▶ [Stated task]: Please rewrite each of the entries below, changing "a single point" to "one point" and keeping everything else the same. Leave the pictures out of your answer.

▶ [Dataset items]:

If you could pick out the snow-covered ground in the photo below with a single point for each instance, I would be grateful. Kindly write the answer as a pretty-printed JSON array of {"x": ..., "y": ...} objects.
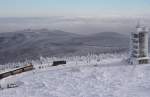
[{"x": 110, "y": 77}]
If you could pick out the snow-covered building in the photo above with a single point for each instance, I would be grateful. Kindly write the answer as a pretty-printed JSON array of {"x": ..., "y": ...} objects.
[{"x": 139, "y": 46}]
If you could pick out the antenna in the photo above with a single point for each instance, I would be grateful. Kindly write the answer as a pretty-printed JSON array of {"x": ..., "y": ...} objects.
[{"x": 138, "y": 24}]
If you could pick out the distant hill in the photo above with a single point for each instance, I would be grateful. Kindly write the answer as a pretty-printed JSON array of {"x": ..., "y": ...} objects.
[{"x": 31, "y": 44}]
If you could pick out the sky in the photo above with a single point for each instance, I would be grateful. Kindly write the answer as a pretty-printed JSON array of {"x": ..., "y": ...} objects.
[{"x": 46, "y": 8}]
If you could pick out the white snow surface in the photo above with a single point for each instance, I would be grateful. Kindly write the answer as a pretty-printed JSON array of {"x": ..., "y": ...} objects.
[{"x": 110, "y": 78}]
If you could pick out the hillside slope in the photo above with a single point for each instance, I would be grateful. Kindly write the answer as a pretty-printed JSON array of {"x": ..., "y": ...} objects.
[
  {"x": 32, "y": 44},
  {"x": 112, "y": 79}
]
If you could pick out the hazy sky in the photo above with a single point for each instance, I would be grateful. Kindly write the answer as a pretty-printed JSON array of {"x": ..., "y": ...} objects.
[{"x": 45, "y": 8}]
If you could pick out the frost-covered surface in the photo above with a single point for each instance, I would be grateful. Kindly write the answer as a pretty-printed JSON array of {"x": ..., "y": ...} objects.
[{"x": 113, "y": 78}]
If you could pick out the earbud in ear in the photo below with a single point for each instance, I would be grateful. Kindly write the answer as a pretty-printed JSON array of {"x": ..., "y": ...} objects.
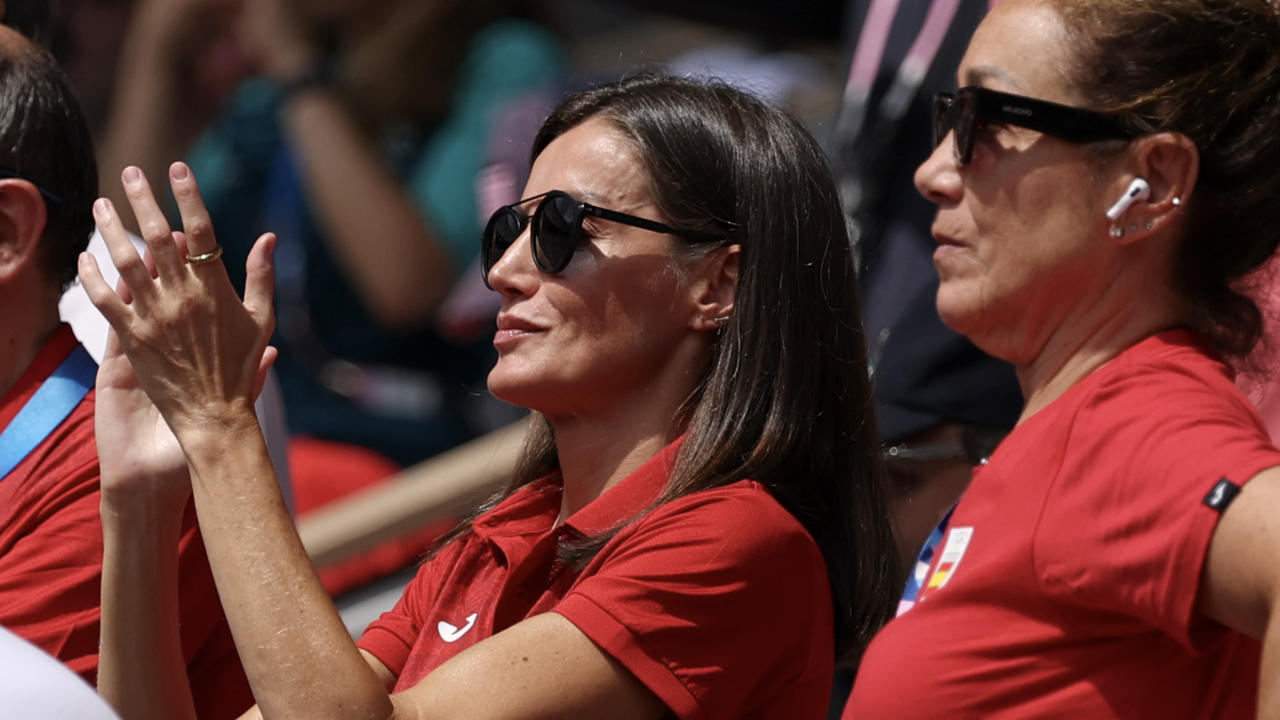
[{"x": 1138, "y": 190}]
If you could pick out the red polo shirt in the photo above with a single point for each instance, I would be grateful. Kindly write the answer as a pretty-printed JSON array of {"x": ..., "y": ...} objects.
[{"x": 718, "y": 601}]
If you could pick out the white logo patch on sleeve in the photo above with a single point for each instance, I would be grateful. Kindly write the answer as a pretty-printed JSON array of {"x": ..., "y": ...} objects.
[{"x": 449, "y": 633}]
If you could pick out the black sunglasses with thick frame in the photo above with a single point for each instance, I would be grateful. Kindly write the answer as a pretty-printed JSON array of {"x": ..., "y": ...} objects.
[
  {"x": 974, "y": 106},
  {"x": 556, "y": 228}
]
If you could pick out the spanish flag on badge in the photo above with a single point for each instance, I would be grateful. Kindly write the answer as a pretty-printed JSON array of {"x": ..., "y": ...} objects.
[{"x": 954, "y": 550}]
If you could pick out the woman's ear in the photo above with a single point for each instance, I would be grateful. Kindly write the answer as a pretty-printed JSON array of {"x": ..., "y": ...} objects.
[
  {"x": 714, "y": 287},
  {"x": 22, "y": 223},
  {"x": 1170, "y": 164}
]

▶ [Completed task]:
If you could pick out the snow-covered ground in the photo below with one point for each instance, I would be grateful. Kindly write the answer as a pretty-printed JSON array of {"x": ..., "y": ...} objects.
[{"x": 110, "y": 77}]
If you could pick out the snow-covered building in the photo above with one point for each instance, I would be grateful. Kindly write the answer as a pretty-printed JSON array of {"x": ..., "y": ...} objects.
[{"x": 139, "y": 46}]
If you could pick out the antenna in the photo above with one point for each instance, I would be grateful. Kindly write the answer as a pretty-printed JSON array of {"x": ..., "y": ...} objects.
[{"x": 138, "y": 24}]
If you could pick out the distant hill in the photo above with one point for each instance, I would be grateful. Kindly write the answer as a pretty-printed JSON array of {"x": ..., "y": ...} objects.
[{"x": 31, "y": 44}]
If you could pick out the sky in the photo above with one point for each instance, I would be grateful. Kindly write the answer as a pretty-printed JSON array of {"x": ..., "y": ...} objects.
[{"x": 46, "y": 8}]
If you could pick out the white snow surface in the photo above with one point for each instance, I would be grateful. Kindly write the answer as a pretty-printed JSON array of {"x": ..., "y": ...} objects.
[{"x": 110, "y": 78}]
If you could pick out the hillside slope in the photo above with one point for each instance, I would be grateful. Kindly write the answer as a pretty-printed JSON array of {"x": ..., "y": ...} objects.
[
  {"x": 32, "y": 44},
  {"x": 112, "y": 79}
]
If you could pick out the hazy sky in the photo above with one point for each instance, I would be grateful. Kindly write the answer as a pretty-printed JSON array of {"x": ..., "y": ...} objects.
[{"x": 45, "y": 8}]
If you could pick out the frost-covered surface in the photo above with one point for each instance, I would be grateful. Kindly write the answer as a pretty-printed JSON array of {"x": ..., "y": ...} objects.
[{"x": 113, "y": 78}]
If you could pick out the earbud in ear in the photo below with one point for each instance, I would be grateful. Kindly write the answer as a pretty-printed JSON array of {"x": ..., "y": ...} objects.
[{"x": 1138, "y": 190}]
If you could pick out the red polo shirt in the photo above with one point for each instance, I would be grateful. Kindly write the answer as a pretty-printed JSON array of {"x": ..., "y": ...} objects.
[{"x": 718, "y": 601}]
If you could pick out the white logo patch on sleeve in the photo above with one point for each instance, I would be grateful. Kindly write the answer as a pretty-printed JSON array of {"x": ..., "y": ...} objects.
[{"x": 449, "y": 633}]
If you could pick out the black sunglasses with thick frame in the photo above with one point for each instance, I would be grateful. Kindly write the answer as a pretty-printed JSON array of {"x": ..., "y": ...} objects.
[
  {"x": 974, "y": 106},
  {"x": 556, "y": 228}
]
If you could pick out the spanish flag on badge in the photo above with one point for each instance, I would be grateful. Kindly write the answer as a pretty-printed JSON array of {"x": ..., "y": ...} objects.
[{"x": 954, "y": 550}]
If you could pick out the woman's ear in the photo above with one point for each instance, I would be grateful. Kindly write the answer as a pretty-printed JSON array of {"x": ..., "y": ...} objects.
[
  {"x": 714, "y": 287},
  {"x": 22, "y": 223},
  {"x": 1170, "y": 164}
]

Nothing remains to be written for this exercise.